--- Data provided Enclosed Below ---
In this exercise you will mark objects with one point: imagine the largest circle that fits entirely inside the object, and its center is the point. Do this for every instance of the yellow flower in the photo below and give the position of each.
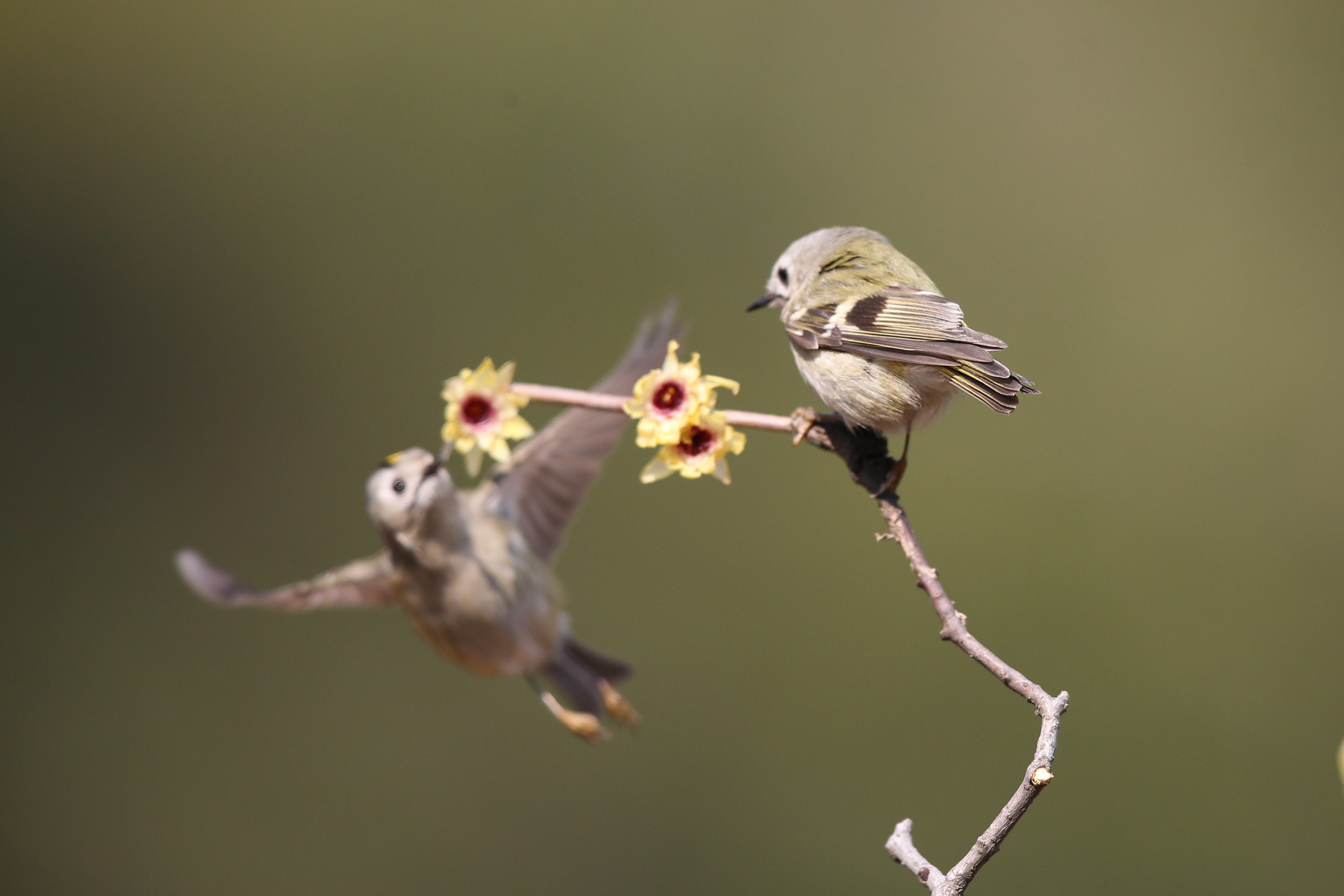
(668, 398)
(702, 449)
(482, 414)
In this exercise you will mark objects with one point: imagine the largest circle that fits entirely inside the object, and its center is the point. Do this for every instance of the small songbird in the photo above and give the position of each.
(874, 338)
(473, 569)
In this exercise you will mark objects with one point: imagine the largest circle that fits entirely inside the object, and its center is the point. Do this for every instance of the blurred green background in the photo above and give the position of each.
(242, 245)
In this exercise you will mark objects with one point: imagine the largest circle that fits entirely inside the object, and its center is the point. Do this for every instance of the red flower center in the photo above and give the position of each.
(668, 397)
(701, 441)
(476, 410)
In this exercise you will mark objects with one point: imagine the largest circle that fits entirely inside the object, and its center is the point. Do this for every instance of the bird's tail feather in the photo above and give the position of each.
(577, 672)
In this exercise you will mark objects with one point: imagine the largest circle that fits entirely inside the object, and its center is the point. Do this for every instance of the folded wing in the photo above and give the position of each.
(914, 327)
(541, 487)
(363, 583)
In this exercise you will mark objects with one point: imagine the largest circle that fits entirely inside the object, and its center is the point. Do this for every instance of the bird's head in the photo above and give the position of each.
(405, 489)
(835, 257)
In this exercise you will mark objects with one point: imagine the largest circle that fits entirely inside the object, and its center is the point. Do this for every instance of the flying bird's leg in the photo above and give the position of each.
(585, 724)
(618, 706)
(803, 421)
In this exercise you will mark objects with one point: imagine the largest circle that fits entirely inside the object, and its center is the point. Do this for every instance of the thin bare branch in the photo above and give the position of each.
(870, 465)
(901, 845)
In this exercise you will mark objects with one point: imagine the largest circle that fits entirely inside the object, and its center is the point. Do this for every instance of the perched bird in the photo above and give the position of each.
(874, 338)
(472, 569)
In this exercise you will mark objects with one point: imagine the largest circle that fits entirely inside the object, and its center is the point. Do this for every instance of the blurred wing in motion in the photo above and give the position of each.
(914, 327)
(543, 483)
(363, 583)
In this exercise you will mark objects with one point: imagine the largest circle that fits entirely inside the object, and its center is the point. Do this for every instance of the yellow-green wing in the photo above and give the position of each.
(914, 327)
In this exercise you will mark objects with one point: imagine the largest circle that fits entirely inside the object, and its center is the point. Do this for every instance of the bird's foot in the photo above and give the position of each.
(618, 706)
(898, 470)
(803, 421)
(585, 724)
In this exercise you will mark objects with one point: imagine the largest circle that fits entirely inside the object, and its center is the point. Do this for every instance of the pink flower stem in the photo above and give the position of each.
(602, 402)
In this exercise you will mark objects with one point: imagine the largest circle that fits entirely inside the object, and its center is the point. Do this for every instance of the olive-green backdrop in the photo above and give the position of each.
(242, 245)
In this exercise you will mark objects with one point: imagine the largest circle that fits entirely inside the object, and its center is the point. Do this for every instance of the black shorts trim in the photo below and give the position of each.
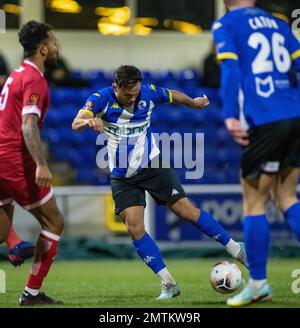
(161, 183)
(272, 147)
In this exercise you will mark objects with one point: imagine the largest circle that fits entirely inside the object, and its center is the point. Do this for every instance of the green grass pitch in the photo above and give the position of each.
(130, 284)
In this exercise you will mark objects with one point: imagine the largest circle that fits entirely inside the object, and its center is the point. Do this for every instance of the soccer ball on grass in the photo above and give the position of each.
(226, 277)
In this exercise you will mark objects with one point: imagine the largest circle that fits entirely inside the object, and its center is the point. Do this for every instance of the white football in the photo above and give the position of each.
(226, 277)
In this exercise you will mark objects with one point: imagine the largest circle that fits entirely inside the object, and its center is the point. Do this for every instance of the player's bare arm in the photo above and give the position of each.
(83, 120)
(32, 138)
(183, 99)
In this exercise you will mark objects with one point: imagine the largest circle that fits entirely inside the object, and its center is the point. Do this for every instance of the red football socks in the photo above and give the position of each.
(45, 252)
(13, 239)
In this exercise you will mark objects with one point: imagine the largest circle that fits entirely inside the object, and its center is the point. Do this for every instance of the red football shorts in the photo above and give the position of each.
(17, 183)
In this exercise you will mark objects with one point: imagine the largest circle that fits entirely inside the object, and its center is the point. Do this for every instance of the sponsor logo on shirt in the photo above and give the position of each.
(142, 104)
(33, 99)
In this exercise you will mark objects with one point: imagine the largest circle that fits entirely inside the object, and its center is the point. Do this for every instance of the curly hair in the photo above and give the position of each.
(127, 76)
(31, 35)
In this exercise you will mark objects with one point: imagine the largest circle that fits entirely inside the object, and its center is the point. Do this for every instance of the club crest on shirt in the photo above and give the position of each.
(142, 104)
(33, 99)
(89, 105)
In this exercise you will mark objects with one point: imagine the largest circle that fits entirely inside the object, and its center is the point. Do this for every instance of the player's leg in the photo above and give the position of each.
(206, 223)
(52, 223)
(285, 197)
(18, 250)
(147, 249)
(5, 224)
(13, 239)
(256, 235)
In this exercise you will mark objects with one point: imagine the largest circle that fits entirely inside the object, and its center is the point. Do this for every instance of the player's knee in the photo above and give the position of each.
(135, 231)
(56, 223)
(3, 235)
(191, 214)
(284, 200)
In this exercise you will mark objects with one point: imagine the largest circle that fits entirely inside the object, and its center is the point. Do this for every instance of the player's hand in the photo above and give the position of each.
(96, 124)
(235, 128)
(43, 176)
(200, 102)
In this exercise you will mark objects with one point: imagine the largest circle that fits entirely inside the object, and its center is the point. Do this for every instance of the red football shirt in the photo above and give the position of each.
(25, 92)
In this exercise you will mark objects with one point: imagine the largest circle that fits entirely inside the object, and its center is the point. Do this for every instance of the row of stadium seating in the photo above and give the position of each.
(183, 78)
(221, 154)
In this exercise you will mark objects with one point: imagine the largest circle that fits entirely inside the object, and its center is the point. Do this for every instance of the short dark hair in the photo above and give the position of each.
(31, 35)
(127, 76)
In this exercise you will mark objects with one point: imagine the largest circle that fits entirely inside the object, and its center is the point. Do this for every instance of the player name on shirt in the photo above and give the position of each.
(262, 22)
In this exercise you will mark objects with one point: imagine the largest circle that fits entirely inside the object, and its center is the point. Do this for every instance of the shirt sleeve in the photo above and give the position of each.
(224, 42)
(294, 49)
(35, 97)
(160, 95)
(95, 105)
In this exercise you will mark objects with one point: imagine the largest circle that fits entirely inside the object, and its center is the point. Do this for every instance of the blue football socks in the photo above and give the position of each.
(211, 227)
(292, 215)
(257, 238)
(149, 253)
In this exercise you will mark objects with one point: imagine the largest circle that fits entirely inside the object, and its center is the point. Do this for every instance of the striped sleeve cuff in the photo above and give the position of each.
(295, 54)
(88, 112)
(171, 96)
(227, 55)
(31, 110)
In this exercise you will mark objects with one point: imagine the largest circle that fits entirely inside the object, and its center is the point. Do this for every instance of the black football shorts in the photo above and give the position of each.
(272, 147)
(161, 183)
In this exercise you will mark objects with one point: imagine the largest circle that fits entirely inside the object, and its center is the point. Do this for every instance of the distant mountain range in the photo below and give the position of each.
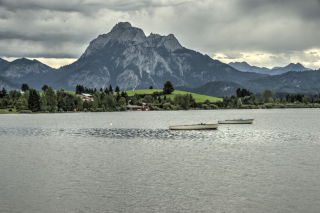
--- End of Enclosed Data provided ---
#### Exercise
An exact copy of the data above is required, printed without its pictures.

#### Answer below
In this exercise you will mark objects with one point: imagine the largest circle that fits entirely inside the object, and its center is the point. Do this for every instance of the yellow flower in the photo below and give the position of each.
(668, 398)
(702, 449)
(482, 414)
In this exercise you will mark objects with one point: imagine the largest circle that fits entirely inside the object, and its center is the point. Do this for every instance of the small songbird in the photo above and give the position of each.
(874, 338)
(473, 569)
In this exercise you will mark objects with one point: imagine the largest circle that fits entirely inside the object, and its center is the point. Do this for every instance of the blurred green background in the photo above and give the position of each.
(242, 245)
In this exercise you will mark objects with one point: imagine the largest circle that fits entirely inside the object, and its center is the point. Do this for every instance of the red flower center in the photo above and give the position of each.
(668, 397)
(701, 441)
(476, 410)
In this exercise you will mark objects with one point: imagine the largest circle that fits entirely inside the object, and its center is the point. Do this for every instance of the bird's tail feather in the photo above and give the position of each.
(577, 672)
In this exercise you will mark objects with one point: imagine the largest circle that fits entirely inside the object, and its center is the point. Do this for every instance of the folded wing in the photo above and give the position of each.
(914, 327)
(541, 487)
(363, 583)
In this exercise you will mark objects with one point: imagine the largest circle that fits entirely inside the object, and its center is the point. Do this for every instance of the bird's head in the photo above and give the position of each.
(405, 489)
(835, 257)
In this exercise you will mark objects with one point: imagine the largest circle that fits entirely inside the object, and its center is the point. Do this for every instance of the flying bird's leg in the photo above and give the position of each.
(585, 724)
(618, 706)
(803, 421)
In this exercise you will mark objects with one point: imagine the largest circle that fits entirely inside the object, and its center is the point. Do this for every instance of the thin bare branch in the photo above and give the position of each.
(870, 465)
(901, 845)
In this exercise you will mark objects with one point: imagine the largest circle that fits entirely inside the object, and its center is the point. Do this for every instance of the perched bird in the photo above and give the position of each.
(874, 338)
(472, 569)
In this exercise you will mark objects with one point: imagine the largest circle that fits entirely inside the object, and its center is the point. Do this for every instance of the blurred wing in motion in the photo above and give the position of each.
(914, 327)
(543, 483)
(363, 583)
In this exercise you will mark objects with one point: imagine the largest circle that fits entirely inside the object, and its center is the point. Do this for every instance of the yellow-green wing in the photo above and give the position of each.
(914, 327)
In this exercise you will mark objects with one point: imagine the largest circle that fits entirely inside the object, and its center is the point. Do this for every instance of the bird's foot in the photo above and give the position of each.
(618, 706)
(898, 470)
(803, 421)
(585, 724)
In this exercise you will mark objects with one point: imagine the largest circle that fits entirely inside the object, and its center is the point. Do this for every instance of the pink flower stem in the photo above and give the position of each.
(602, 402)
In this exercise you will mark objects with one point: imagine the largest circle that fits entirely inside the object, and its center is the point. Do this for every instance of the olive-green backdrop in the photo above and give the position of each.
(242, 245)
In this exercise you will mark objects with one point: imagine the largest circle that fits entirely inside the object, and its center is the point. Do this for every instance of the black shorts trim in the photo below and give the position of each.
(161, 183)
(272, 147)
In this exercise you will mark objects with one point: imagine the largest circle that fits entirely inside the object, and its center is the point. Do this for every instance of the green grass pitch in the photo above and give the position of each.
(130, 284)
In this exercise you will mark objects with one point: imagine the largest circle that fits entirely inside the object, and its center is the point. Do this for every instance of the soccer ball on grass in the photo above and give the position of each.
(226, 277)
In this exercise you will mark objects with one point: imagine the largest circle that fits entirely inside the object, and its center is the point. Do this for every instance of the white football in the photo above and give the position of each.
(226, 277)
In this exercise you will mark objects with one point: imagine the largest circle that fits entirely inside the object, and its center is the point. Do this for every instance of the player's bare arm in the photo above and give the position of each.
(83, 120)
(32, 138)
(183, 99)
In this exercise you will mark objects with one point: imagine the largest circle that fits entirely inside the object, and its center is the point. Do this for every instance of the red football socks in the photo above and give the position of each.
(45, 252)
(13, 239)
In this exercise you will mark objects with one point: imagine the largest circle that fits entirely inside the object, and its center is the point. Do this for every instance of the red football shorts in the photo above and give the position of each.
(17, 183)
In this exercise you will mark objects with one point: imagine the largest circle that fits entirely inside the object, and its center is the point. Do this for every instance of the sponsor logo on shirt in the photo above and give the position of each.
(142, 104)
(33, 99)
In this exercise you will mark objects with one point: imagine the largest circle that fits entirely inside the object, and its center is the point. Do this for every instance of the curly hair in the photo above and give the position of each.
(127, 76)
(31, 35)
In this exercise you will mark objects with one point: imagine the largest circle that fits entirely inside the object, and its center is the point. Do this for every instance of the club crest on shirt in the photo above and give the position of each.
(142, 104)
(33, 99)
(89, 105)
In this exercise you will mark objects with one point: imagine the largest circle that fits entirely inside the object, and its center is the point. Do this for every instance of the player's leg in the photo above and give the position of each.
(206, 223)
(52, 223)
(285, 197)
(18, 250)
(147, 249)
(5, 224)
(13, 239)
(256, 235)
In this exercise you will mark objects with one point: imagine the largest circle that fits entirely inside the object, and its center is the point. Do this for every instance of the player's knee in the photo above and give the position of each.
(135, 231)
(56, 223)
(3, 235)
(191, 214)
(284, 200)
In this exercise you will mark objects with one point: imagine the largest circle that fits entirely inside the object, and its center is the point. Do this for every instance of the player's hand in the photo above and give the position of each.
(96, 124)
(235, 128)
(43, 176)
(200, 102)
In this exercise you will mark objects with one point: imagine the largest circle that fits entirely inside the object, and its center is the point. Do this for every instance of the red football shirt in the photo above and give the position of each.
(25, 92)
In this exercise you will mark objects with one point: imagine the largest circle that fits entirely inside the object, and its center is the point. Do this for every instance of the row of stadium seating in the photo above and give the position of each.
(183, 78)
(221, 154)
In this exercise you will mark objects with one point: imagine the largest circle that fits entirely inside the object, and its center is the point. Do this for every instance of the short dark hair in the photo above and give the position of each.
(31, 35)
(127, 76)
In this exercise you will mark objects with one point: imagine the largest circle that fits entirely inside the object, and its center is the point. Do this for every instance of the player name on shirt in the photo above and give the position of each.
(262, 22)
In this exercise you will mark objects with one point: imagine the largest circle that fits entirely inside the object, and its center is the point. Do this for every instance of the shirt sleeve in the photo above and give the position of each.
(224, 42)
(294, 49)
(35, 97)
(160, 95)
(95, 105)
In this exercise you will mark objects with one point: imagine the largest circle that fits entirely inside the object, and its center is the point. Do this for every instance of the blue football socks in the photo above and give the position of each.
(211, 227)
(292, 215)
(257, 238)
(149, 253)
In this exercise you will mark objects with one point: imagine the largest circle that fits entirely inside the object, and its center is the point. Do this for every instance of the striped sleeve cuff in the photo above and give the position of each.
(295, 54)
(88, 112)
(171, 96)
(227, 55)
(31, 110)
In this exercise you will mark objects with one point: imagine the largest circle that fits entirely inside the object, and its center is the point. Do this for every instance of the black football shorts in the photo above and give the position of each.
(272, 147)
(161, 183)
In this exercise you will mark objects with one point: imagine the largest circle that fits entirely inside the object, and its center is the point. Do this for every instance of the distant mountain range in the photo below and give the position of each.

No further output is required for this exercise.